Your task >> Reproduce each of the items below word for word.

## Start Data entries

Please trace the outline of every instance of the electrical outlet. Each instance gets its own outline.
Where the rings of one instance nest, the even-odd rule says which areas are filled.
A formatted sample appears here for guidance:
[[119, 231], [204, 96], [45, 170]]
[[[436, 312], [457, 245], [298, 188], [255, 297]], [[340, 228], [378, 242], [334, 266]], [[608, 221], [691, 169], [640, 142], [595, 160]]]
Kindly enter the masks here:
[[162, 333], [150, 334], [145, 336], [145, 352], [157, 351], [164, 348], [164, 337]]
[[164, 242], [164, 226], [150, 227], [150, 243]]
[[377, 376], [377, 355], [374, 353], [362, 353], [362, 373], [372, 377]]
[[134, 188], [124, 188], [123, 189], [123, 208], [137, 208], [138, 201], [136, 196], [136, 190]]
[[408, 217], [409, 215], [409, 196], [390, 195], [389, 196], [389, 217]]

## End Data entries

Exercise answer >>
Please trace the outline of every instance of the electrical outlet. Each instance gets its own outline.
Where the rings of one instance nest, the even-odd rule says which areas are filled.
A formatted sample appears here for guidance:
[[119, 231], [204, 96], [45, 170]]
[[[436, 312], [457, 245], [298, 188], [255, 297]], [[340, 228], [378, 242], [334, 266]], [[608, 221], [691, 169], [640, 142], [595, 160]]]
Kindly enter the masks here:
[[162, 333], [150, 334], [145, 336], [145, 352], [157, 351], [164, 348], [164, 337]]
[[164, 242], [164, 226], [150, 227], [150, 243]]
[[377, 376], [377, 355], [374, 353], [362, 353], [362, 373], [372, 377]]
[[134, 188], [124, 188], [123, 189], [123, 208], [137, 208], [138, 201], [136, 196], [136, 190]]
[[408, 217], [409, 215], [409, 196], [390, 195], [389, 196], [389, 217]]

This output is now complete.